■ **PASSAGE FOR REVIEW**:

Module 4 Outbreak Analysis
Author: Finlay Maguire
Last Modified: 2025-11-11
Lab
In this lab practical we will be using microbial genomes (and associated contextual metadata) to investigate a suspected nosocomial (hospital-acquired) outbreak of Methicillin resistance Staphylococcus aureus (MRSA) in a UK-based Neonatal Intensive Care Unit (NICU). The data we are using comes from a classic study which demonstrated the utility of whole genome sequencing for investigating an MRSA outbreak within a Special Care Baby Unit (also known as a NICU) of the Cambridge University Hospitals NHS Foundation Trust (CUH).
Harris SR, Cartwright EJP, Török ME, et al. Whole-genome sequencing for analysis of an outbreak of methicillin-resistant Staphylococcus aureus: a descriptive study. Lancet Infect Dis 2012 10.1016/S1473-3099(12)70268-2
This practical will step you through the genomic components of a typical nosocomial bacterial outbreak investigation, specifically:
- Identifying potential outbreak clusters
- Determining SNP distances
- Inferring outbreak phylogenies
- Performing transmission inference
Background
Staphylococcus aureus is a Gram-positive coccoidal bacteria that forms a normal commensal member of the microbiome in 20-40% of people (Karsten, 2017). However, when skin and mucosal barriers are disrupted (e.g., through medical procedures such as catheterisation, tracheal tubes, surgeries) S. aureus can cause opportunistic invasive infections (Lee, 2018).

■ **LIST OF TASKS**:
1 - Answer the following from the outbreak analysis lab above.
(a) Which hospital trust's special care baby unit was the setting of the study that supplied the data?
(b) In what percentage of people does Staphylococcus aureus form a normal commensal member of the microbiome?
(c) In the practical's list of steps, which step comes right after determining SNP distances?
2 - Translate this sentence from the outbreak analysis lab above into Spanish: "Staphylococcus aureus is a Gram-positive coccoidal bacteria that forms a normal commensal member of the microbiome in 20-40% of people (Karsten, 2017)."

■ **LISTED ENTRIES**:
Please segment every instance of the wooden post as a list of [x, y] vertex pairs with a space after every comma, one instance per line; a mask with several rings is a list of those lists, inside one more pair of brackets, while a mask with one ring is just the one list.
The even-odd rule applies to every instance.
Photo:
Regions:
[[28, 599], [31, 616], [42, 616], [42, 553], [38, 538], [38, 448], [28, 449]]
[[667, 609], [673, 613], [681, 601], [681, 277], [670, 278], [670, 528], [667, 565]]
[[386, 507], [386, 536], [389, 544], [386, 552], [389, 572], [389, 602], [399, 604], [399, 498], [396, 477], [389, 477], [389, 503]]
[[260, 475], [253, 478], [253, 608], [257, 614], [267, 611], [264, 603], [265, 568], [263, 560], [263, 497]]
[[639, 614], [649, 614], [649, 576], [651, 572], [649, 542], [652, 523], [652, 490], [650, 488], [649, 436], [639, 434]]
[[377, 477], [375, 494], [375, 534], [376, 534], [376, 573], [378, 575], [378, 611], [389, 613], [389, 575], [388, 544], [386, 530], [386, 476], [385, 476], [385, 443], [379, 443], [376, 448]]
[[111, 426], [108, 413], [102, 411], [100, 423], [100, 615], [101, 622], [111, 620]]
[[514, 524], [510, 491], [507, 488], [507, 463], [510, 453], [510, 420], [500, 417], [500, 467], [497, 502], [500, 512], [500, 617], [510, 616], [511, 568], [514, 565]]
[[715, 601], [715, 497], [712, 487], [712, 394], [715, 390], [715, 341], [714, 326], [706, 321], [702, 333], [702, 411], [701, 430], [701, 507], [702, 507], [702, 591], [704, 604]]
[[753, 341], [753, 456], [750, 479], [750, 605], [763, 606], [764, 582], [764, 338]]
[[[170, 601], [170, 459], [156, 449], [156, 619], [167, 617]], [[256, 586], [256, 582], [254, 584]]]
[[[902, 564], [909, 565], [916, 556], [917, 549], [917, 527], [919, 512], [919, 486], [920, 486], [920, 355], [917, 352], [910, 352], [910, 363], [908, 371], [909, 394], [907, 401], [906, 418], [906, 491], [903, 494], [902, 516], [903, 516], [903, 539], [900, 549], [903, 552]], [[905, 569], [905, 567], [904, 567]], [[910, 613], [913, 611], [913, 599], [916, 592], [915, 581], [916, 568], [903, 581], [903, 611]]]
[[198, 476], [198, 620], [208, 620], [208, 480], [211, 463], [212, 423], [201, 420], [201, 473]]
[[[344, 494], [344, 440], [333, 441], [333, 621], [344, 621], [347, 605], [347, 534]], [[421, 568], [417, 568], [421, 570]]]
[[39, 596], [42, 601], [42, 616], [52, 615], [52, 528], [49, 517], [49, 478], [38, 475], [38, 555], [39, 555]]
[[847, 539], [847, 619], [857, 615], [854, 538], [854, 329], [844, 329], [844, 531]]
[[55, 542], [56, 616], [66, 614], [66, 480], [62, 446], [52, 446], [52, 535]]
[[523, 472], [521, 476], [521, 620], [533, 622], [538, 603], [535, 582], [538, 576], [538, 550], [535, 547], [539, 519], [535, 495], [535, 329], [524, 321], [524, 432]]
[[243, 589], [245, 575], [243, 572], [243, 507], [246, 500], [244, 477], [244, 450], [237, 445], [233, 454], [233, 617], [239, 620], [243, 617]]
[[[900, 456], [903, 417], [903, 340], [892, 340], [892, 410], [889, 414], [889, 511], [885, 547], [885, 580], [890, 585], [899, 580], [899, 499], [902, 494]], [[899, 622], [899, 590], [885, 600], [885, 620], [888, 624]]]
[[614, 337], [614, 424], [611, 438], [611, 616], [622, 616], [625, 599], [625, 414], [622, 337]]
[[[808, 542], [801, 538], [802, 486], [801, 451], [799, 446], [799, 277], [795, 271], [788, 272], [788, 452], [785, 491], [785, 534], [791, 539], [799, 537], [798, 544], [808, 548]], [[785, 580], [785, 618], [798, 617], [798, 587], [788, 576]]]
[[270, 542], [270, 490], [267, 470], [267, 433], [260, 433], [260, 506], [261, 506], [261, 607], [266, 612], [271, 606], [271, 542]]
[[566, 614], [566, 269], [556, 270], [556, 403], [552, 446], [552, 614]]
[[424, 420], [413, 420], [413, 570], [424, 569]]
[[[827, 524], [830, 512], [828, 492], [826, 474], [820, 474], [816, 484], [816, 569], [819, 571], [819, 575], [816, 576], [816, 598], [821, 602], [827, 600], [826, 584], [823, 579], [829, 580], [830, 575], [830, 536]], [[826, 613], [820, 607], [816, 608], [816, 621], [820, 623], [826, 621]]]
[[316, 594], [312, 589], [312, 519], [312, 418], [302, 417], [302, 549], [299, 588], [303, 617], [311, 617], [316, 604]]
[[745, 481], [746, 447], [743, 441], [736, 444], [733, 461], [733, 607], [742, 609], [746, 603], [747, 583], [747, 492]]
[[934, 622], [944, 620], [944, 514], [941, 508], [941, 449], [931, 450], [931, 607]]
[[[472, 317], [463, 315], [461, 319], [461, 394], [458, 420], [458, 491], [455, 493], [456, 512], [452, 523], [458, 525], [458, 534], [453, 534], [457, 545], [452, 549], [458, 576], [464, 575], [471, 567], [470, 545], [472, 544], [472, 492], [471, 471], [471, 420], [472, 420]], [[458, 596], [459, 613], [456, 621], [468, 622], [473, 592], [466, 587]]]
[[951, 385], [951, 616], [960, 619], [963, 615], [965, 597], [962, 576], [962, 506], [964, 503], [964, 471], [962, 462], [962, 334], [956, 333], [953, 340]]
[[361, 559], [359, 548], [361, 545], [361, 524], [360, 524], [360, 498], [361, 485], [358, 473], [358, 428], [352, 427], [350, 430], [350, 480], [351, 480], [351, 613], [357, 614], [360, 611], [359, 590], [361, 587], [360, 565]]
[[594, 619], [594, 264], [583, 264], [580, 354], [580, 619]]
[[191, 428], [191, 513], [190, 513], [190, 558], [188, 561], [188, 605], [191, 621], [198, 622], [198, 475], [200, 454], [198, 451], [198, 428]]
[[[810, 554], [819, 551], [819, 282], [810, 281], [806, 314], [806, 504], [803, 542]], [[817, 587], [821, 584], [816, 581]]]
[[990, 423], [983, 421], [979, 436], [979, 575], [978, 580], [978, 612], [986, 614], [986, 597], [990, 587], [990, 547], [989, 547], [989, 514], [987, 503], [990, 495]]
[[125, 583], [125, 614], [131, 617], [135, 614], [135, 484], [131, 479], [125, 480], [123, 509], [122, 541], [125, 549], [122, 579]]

■ **TASK-BY-TASK SOLUTIONS**:
1 -
(a) The Cambridge University Hospitals NHS Foundation Trust (CUH).
(b) 20-40% of people.
(c) Inferring outbreak phylogenies.

2 - Staphylococcus aureus es una bacteria cocoide grampositiva que forma parte, como comensal habitual, del microbioma en el 20-40 % de las personas (Karsten, 2017).